GOAL OF THE EXERCISE
Gather and copy out every line in the records below that contains the word "white".

BEGIN RECORDS PROVIDED

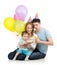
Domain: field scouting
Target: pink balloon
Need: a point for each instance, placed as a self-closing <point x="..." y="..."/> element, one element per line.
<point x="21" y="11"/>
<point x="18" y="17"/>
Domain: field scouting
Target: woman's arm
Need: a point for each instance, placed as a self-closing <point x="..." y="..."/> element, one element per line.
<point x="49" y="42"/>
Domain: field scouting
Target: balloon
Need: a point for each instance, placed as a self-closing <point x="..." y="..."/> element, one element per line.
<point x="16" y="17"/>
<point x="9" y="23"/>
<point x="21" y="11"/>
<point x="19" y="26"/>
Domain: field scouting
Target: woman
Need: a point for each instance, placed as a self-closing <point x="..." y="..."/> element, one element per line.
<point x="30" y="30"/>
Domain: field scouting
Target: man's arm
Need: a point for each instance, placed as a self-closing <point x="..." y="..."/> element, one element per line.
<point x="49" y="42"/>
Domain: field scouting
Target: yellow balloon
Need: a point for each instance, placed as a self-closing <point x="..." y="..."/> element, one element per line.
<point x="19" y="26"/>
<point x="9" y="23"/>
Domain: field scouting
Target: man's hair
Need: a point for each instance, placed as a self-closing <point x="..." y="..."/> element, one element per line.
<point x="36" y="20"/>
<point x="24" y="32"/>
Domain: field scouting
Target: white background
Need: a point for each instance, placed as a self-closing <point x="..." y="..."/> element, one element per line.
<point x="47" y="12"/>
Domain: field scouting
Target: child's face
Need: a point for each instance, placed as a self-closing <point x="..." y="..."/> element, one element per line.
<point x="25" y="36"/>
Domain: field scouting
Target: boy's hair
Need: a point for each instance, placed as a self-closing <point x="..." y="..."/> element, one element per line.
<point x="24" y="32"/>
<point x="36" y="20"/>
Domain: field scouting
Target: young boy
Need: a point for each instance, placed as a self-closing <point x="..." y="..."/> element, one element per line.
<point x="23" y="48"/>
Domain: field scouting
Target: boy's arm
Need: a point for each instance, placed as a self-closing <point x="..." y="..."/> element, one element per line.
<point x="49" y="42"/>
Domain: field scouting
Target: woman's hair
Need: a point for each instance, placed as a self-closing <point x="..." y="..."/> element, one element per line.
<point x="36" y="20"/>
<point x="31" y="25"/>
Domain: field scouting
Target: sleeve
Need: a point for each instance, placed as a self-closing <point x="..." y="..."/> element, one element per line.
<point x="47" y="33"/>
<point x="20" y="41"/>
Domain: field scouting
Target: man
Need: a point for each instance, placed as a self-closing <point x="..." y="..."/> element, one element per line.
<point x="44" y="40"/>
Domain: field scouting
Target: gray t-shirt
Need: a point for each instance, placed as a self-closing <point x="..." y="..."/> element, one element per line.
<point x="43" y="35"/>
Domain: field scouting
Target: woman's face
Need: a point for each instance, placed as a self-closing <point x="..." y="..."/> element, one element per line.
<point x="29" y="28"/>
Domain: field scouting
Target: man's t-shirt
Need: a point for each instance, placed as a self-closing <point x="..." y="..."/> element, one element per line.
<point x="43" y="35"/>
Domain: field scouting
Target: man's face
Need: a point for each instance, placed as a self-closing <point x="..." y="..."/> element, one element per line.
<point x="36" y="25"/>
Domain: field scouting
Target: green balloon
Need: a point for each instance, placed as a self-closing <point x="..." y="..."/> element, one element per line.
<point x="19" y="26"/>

END RECORDS PROVIDED
BEGIN RECORDS PROVIDED

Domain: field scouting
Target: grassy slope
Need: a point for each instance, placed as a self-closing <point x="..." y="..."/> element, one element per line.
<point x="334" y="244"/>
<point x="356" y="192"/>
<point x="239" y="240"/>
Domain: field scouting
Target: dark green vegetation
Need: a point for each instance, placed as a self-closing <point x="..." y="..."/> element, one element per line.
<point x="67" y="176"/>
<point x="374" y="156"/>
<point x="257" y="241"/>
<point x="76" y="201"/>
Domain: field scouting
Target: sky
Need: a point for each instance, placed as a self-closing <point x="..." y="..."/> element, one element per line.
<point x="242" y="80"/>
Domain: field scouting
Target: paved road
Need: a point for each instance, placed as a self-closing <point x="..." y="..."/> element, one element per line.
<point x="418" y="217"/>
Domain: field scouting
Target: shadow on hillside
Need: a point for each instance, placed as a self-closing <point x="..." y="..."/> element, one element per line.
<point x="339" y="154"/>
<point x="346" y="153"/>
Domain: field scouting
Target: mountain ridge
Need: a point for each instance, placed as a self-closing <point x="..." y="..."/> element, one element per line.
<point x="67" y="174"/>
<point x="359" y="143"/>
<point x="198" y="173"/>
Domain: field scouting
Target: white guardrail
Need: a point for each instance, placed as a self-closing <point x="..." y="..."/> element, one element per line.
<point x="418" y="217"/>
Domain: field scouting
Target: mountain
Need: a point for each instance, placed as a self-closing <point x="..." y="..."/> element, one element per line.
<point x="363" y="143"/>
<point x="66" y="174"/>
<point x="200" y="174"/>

END RECORDS PROVIDED

EXERCISE RESPONSE
Target: white background
Target: white guardrail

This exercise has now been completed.